**What this task involves**. Write out all of the records exactly once more and skip the images.

◇ ◇ ◇

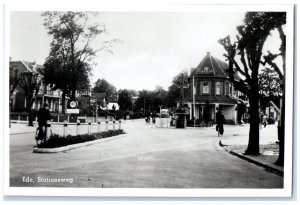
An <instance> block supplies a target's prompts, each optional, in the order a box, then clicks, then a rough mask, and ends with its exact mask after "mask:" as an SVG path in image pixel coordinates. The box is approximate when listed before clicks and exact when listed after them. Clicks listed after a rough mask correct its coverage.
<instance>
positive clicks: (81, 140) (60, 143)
mask: <svg viewBox="0 0 300 205" xmlns="http://www.w3.org/2000/svg"><path fill="white" fill-rule="evenodd" d="M120 134H125V132H124V131H123V130H122V129H121V130H109V131H107V132H100V133H93V134H83V135H75V136H72V135H67V136H66V137H63V136H61V135H58V134H53V135H51V136H50V138H49V139H48V140H47V141H46V142H43V143H42V144H40V145H39V146H38V148H57V147H63V146H67V145H72V144H78V143H83V142H88V141H93V140H98V139H102V138H108V137H113V136H116V135H120Z"/></svg>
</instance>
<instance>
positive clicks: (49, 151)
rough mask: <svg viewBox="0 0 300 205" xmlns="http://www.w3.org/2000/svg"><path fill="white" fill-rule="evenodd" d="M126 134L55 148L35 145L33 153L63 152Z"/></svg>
mask: <svg viewBox="0 0 300 205" xmlns="http://www.w3.org/2000/svg"><path fill="white" fill-rule="evenodd" d="M126 136H127V134H120V135H116V136H113V137H109V138H102V139H98V140H93V141H88V142H83V143H78V144H72V145H68V146H64V147H57V148H37V147H33V153H58V152H64V151H69V150H72V149H77V148H81V147H86V146H90V145H94V144H97V143H101V142H108V141H111V140H116V139H119V138H123V137H126Z"/></svg>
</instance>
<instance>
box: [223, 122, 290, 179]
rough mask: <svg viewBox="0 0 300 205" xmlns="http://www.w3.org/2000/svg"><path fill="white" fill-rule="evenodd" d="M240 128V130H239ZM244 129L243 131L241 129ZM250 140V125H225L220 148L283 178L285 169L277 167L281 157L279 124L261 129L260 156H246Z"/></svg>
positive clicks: (233, 154)
mask: <svg viewBox="0 0 300 205" xmlns="http://www.w3.org/2000/svg"><path fill="white" fill-rule="evenodd" d="M239 128H240V129H239ZM241 128H242V129H241ZM248 139H249V124H245V125H242V126H240V127H239V126H237V125H233V126H231V125H225V132H224V136H222V137H220V142H219V144H220V146H222V147H223V148H224V149H225V150H226V151H228V152H229V153H231V154H233V155H235V156H237V157H239V158H242V159H244V160H247V161H249V162H251V163H254V164H256V165H259V166H262V167H264V168H265V169H267V170H268V171H270V172H273V173H276V174H278V175H280V176H283V169H284V168H283V167H281V166H277V165H275V162H276V160H277V159H278V155H279V145H278V144H277V143H276V142H277V141H278V139H277V124H275V125H267V127H266V128H264V127H263V126H262V127H261V129H260V155H244V152H245V151H246V149H247V145H248Z"/></svg>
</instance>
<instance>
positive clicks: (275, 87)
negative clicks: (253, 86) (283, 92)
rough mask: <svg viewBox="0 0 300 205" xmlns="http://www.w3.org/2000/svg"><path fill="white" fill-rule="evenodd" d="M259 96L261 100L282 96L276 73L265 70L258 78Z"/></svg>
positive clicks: (259, 75)
mask: <svg viewBox="0 0 300 205" xmlns="http://www.w3.org/2000/svg"><path fill="white" fill-rule="evenodd" d="M258 84H259V94H260V96H261V98H269V99H270V100H271V99H272V98H274V97H281V96H282V89H281V80H280V78H279V76H278V74H277V73H276V71H274V70H272V69H270V68H265V69H263V70H262V72H261V74H259V77H258Z"/></svg>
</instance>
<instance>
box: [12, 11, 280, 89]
mask: <svg viewBox="0 0 300 205" xmlns="http://www.w3.org/2000/svg"><path fill="white" fill-rule="evenodd" d="M40 14H41V13H40V12H12V13H11V30H10V31H11V33H10V45H11V46H10V56H11V57H12V59H13V60H27V61H36V62H37V63H38V64H43V63H44V61H45V58H46V57H47V56H48V54H49V44H50V42H51V39H50V37H49V36H48V35H47V33H46V30H45V29H44V27H43V26H42V18H41V17H40ZM243 17H244V13H208V12H206V13H199V12H198V13H196V12H194V13H193V12H186V13H183V12H177V13H171V12H164V13H156V12H140V13H135V12H119V13H112V12H110V13H109V12H106V13H100V14H99V16H98V17H97V18H98V19H97V21H99V22H100V23H104V24H105V25H106V29H107V34H105V35H103V36H99V38H98V39H97V41H96V42H94V47H95V48H97V47H99V46H100V42H101V38H102V39H107V38H116V39H119V40H121V41H122V42H123V43H122V44H116V45H115V46H114V48H113V54H108V53H100V54H98V56H97V57H95V59H94V61H95V62H96V63H97V66H96V67H94V69H93V76H92V78H91V83H92V84H93V83H94V82H95V81H96V80H97V79H98V78H105V79H106V80H107V81H108V82H110V83H111V84H113V85H114V86H115V87H116V88H117V89H125V88H127V89H136V90H142V89H149V90H153V89H155V87H156V86H157V85H159V86H163V87H164V88H165V89H167V88H168V86H170V85H171V81H172V78H173V77H174V76H176V75H177V74H178V73H179V72H181V71H183V70H185V69H189V68H192V67H196V66H197V65H198V64H199V63H200V61H201V60H202V58H204V56H205V55H206V53H207V52H210V53H211V55H213V56H215V57H217V58H219V59H221V60H224V57H223V53H224V49H223V47H222V46H221V45H220V44H219V43H218V42H217V41H218V40H219V39H220V38H223V37H226V36H227V35H229V34H230V35H232V36H233V37H234V36H235V34H236V26H237V25H240V24H242V23H243ZM270 45H271V46H273V47H274V46H275V47H279V44H278V45H277V44H276V45H274V42H272V43H271V44H270Z"/></svg>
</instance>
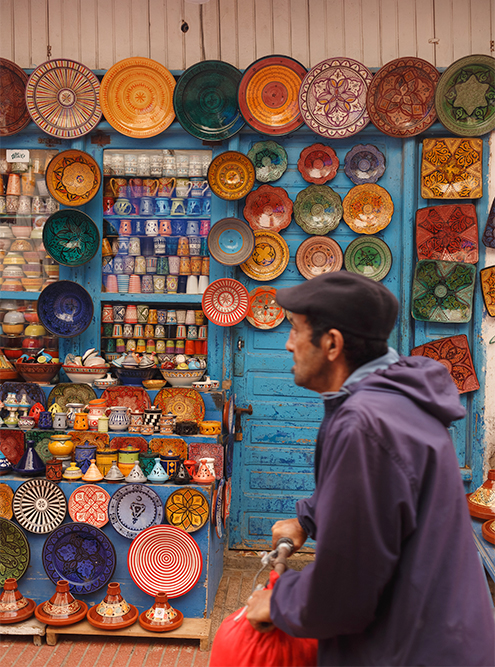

◇ ◇ ◇

**Exercise output**.
An <instance> block supplies a target's prompts, each optional, in the order a box, then clicks, then a rough mask, and ends with its exact mask after "mask:" as an SVG path in image pixel coordinates. The box is approximate when listed before clicks and exact when listed after them. Clicks listed after a rough mask correct its coverage.
<instance>
positive clicks: (81, 140) (60, 143)
mask: <svg viewBox="0 0 300 205" xmlns="http://www.w3.org/2000/svg"><path fill="white" fill-rule="evenodd" d="M120 134H125V132H124V131H123V130H122V129H121V130H109V131H107V132H100V133H93V134H83V135H75V136H72V135H67V136H66V137H63V136H61V135H58V134H53V135H51V136H50V138H49V139H48V140H47V141H46V142H43V143H42V144H40V145H39V146H38V148H57V147H63V146H67V145H72V144H78V143H83V142H88V141H93V140H98V139H102V138H108V137H113V136H116V135H120Z"/></svg>
</instance>
<instance>
positive clicks: (49, 151)
rough mask: <svg viewBox="0 0 300 205" xmlns="http://www.w3.org/2000/svg"><path fill="white" fill-rule="evenodd" d="M126 134L55 148L35 145L33 153L63 152Z"/></svg>
mask: <svg viewBox="0 0 300 205" xmlns="http://www.w3.org/2000/svg"><path fill="white" fill-rule="evenodd" d="M126 136H127V134H120V135H116V136H113V137H109V138H102V139H98V140H93V141H88V142H83V143H78V144H72V145H68V146H64V147H57V148H37V147H33V153H58V152H64V151H69V150H72V149H77V148H81V147H86V146H90V145H94V144H97V143H101V142H108V141H111V140H116V139H119V138H123V137H126Z"/></svg>
</instance>
<instance>
box: [223, 122, 290, 179]
rough mask: <svg viewBox="0 0 300 205" xmlns="http://www.w3.org/2000/svg"><path fill="white" fill-rule="evenodd" d="M240 128V130H239ZM244 129L243 131L241 129ZM250 140V125H225L220 148L283 178L285 169L277 167L281 157L279 124L261 129L260 156H246Z"/></svg>
positive clicks: (233, 154)
mask: <svg viewBox="0 0 300 205" xmlns="http://www.w3.org/2000/svg"><path fill="white" fill-rule="evenodd" d="M239 128H240V129H239ZM241 128H242V129H241ZM248 139H249V124H245V125H242V126H240V127H239V126H237V125H233V126H231V125H225V132H224V136H222V137H220V142H219V144H220V146H222V147H223V148H224V149H225V150H226V151H228V152H229V153H231V154H233V155H235V156H237V157H239V158H242V159H244V160H247V161H249V162H251V163H254V164H256V165H259V166H262V167H264V168H265V169H267V170H268V171H270V172H273V173H276V174H278V175H280V176H283V169H284V168H283V167H281V166H277V165H275V162H276V160H277V159H278V155H279V145H278V144H277V143H276V142H277V141H278V139H277V124H275V125H267V127H266V128H264V127H263V126H262V127H261V129H260V155H244V152H245V151H246V149H247V145H248Z"/></svg>
</instance>
<instance>
positive clicks: (275, 87)
negative clicks: (253, 86) (283, 92)
rough mask: <svg viewBox="0 0 300 205" xmlns="http://www.w3.org/2000/svg"><path fill="white" fill-rule="evenodd" d="M259 96L261 100L282 96L276 73L265 70L258 78Z"/></svg>
positive clicks: (259, 75)
mask: <svg viewBox="0 0 300 205" xmlns="http://www.w3.org/2000/svg"><path fill="white" fill-rule="evenodd" d="M258 84H259V94H260V96H261V98H269V99H270V100H271V99H272V98H274V97H281V96H282V89H281V80H280V78H279V76H278V74H277V73H276V71H274V70H272V69H270V68H265V69H263V70H262V72H261V74H259V77H258Z"/></svg>
</instance>
<instance>
box: [12, 11, 280, 89]
mask: <svg viewBox="0 0 300 205" xmlns="http://www.w3.org/2000/svg"><path fill="white" fill-rule="evenodd" d="M40 14H41V13H40V12H12V13H11V30H10V31H11V33H10V45H11V46H10V56H11V57H12V59H13V60H27V61H36V62H37V63H38V64H43V63H44V61H45V58H46V57H47V56H48V54H49V44H50V42H51V39H50V37H49V36H48V35H47V33H46V30H45V29H44V27H43V26H42V18H41V17H40ZM243 17H244V13H208V12H206V13H199V12H198V13H196V12H194V13H193V12H186V13H183V12H177V13H171V12H164V13H156V12H140V13H135V12H119V13H112V12H110V13H109V12H106V13H100V14H99V16H98V17H97V18H98V19H97V21H99V22H100V23H104V24H105V25H106V29H107V34H105V35H103V36H99V38H98V39H97V41H96V42H94V47H95V48H97V47H99V46H100V42H101V38H102V39H107V38H116V39H119V40H121V41H122V42H123V43H122V44H116V45H115V46H114V48H113V54H108V53H100V54H98V56H97V57H95V59H94V61H95V62H96V63H97V66H96V67H94V69H93V76H92V78H91V83H92V84H93V83H94V82H95V81H96V80H97V79H98V78H105V79H106V80H107V81H108V82H110V83H111V84H113V85H114V86H115V87H116V88H117V89H125V88H127V89H136V90H142V89H149V90H153V89H155V87H156V86H157V85H159V86H163V87H164V88H165V89H167V88H168V86H170V85H171V81H172V78H173V77H174V76H176V75H177V74H178V73H179V72H181V71H183V70H185V69H189V68H192V67H196V66H197V65H198V64H199V63H200V61H201V60H202V58H204V56H205V55H206V53H207V52H210V53H211V55H213V56H215V57H217V58H219V59H221V60H224V57H223V53H224V49H223V47H222V46H221V45H220V44H219V43H218V42H217V41H218V40H219V39H220V38H223V37H226V36H227V35H229V34H230V35H232V36H233V37H234V36H235V34H236V26H237V25H240V24H242V23H243ZM270 45H271V46H273V47H274V46H275V47H279V44H278V45H277V44H276V45H274V42H272V43H271V44H270Z"/></svg>
</instance>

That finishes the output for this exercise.